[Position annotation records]
[Start]

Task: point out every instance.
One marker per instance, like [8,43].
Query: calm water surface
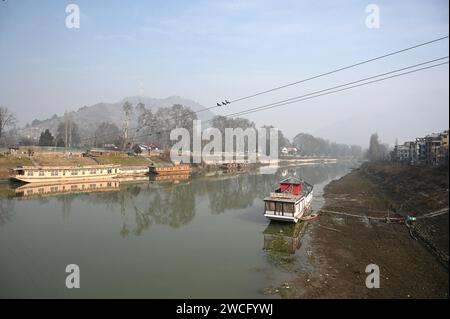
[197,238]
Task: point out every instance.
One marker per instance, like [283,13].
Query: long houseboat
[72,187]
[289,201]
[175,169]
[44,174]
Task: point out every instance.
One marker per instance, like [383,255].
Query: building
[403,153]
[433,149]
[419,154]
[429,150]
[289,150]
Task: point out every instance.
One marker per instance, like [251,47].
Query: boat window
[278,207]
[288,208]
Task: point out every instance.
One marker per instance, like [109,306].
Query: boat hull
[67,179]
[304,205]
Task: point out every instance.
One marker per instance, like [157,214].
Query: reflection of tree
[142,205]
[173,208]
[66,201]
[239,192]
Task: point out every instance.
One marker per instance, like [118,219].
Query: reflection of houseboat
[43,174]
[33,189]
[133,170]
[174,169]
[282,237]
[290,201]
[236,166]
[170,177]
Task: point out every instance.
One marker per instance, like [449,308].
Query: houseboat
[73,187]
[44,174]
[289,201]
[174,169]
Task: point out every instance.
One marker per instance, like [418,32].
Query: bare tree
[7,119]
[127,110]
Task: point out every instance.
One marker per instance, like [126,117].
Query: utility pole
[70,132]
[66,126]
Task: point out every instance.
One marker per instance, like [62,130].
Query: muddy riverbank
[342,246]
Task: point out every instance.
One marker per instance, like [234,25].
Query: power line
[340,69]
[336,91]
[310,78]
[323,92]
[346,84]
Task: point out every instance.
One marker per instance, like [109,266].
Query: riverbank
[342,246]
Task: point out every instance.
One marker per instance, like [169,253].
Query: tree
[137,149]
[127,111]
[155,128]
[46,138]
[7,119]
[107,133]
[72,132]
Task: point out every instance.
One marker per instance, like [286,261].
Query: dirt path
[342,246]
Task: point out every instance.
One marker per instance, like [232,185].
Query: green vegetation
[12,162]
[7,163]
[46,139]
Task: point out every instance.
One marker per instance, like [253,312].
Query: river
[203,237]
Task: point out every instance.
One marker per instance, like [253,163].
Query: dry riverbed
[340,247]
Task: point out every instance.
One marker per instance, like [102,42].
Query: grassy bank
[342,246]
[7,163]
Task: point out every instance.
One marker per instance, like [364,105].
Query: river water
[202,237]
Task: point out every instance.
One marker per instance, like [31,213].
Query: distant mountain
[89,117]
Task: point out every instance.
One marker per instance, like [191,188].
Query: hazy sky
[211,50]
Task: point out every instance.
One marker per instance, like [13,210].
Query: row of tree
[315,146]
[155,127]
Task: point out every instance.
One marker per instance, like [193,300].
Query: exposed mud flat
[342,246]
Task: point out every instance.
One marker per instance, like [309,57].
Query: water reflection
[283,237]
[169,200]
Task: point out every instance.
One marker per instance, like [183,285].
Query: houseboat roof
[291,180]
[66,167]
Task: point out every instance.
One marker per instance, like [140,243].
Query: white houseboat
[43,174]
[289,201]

[End]
[Start]

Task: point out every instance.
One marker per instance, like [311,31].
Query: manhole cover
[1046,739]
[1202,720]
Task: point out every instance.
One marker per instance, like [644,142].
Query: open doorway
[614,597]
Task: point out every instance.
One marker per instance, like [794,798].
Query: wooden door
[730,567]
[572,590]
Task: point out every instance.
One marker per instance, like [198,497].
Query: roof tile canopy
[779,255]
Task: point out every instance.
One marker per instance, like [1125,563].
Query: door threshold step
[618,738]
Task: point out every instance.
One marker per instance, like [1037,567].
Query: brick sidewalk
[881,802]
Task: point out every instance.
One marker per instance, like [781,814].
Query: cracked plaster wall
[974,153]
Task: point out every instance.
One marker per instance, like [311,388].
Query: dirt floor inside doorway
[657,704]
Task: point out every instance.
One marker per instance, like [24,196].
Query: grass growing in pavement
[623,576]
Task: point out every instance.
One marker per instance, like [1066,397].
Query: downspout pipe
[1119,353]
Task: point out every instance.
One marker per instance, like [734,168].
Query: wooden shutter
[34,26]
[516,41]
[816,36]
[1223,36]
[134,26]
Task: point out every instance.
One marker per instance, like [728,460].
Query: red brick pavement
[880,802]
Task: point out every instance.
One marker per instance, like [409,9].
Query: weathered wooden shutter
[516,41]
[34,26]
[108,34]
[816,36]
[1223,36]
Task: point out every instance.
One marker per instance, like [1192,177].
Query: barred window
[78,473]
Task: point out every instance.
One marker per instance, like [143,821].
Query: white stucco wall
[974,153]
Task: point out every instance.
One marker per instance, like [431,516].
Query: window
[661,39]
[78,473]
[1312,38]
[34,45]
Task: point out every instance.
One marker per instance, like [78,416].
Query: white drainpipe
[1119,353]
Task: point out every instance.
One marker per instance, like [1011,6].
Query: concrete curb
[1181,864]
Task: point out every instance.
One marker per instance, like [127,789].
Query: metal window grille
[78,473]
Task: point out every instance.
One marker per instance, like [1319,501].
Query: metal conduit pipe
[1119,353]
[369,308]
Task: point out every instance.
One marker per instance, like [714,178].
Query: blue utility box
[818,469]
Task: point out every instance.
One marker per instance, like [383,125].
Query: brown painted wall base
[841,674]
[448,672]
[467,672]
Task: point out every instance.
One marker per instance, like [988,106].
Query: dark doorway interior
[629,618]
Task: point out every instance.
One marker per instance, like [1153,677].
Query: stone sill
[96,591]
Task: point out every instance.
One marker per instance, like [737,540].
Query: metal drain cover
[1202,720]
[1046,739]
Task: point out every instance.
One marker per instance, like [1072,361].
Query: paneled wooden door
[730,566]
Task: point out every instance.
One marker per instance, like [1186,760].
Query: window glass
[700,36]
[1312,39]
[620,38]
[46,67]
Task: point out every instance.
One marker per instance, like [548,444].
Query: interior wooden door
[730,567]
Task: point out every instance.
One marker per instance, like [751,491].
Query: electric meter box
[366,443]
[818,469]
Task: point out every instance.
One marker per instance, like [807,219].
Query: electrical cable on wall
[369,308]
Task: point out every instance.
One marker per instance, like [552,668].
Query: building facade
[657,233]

[End]

> REQUIREMENTS
Which lines of the entries above contain the word "window", counting only matches with the same capitalization? Copy out each such line.

> COMPLETE RESPONSE
Query: boat window
Query: barred window
Query: window
Query: metal window grille
Query: window glass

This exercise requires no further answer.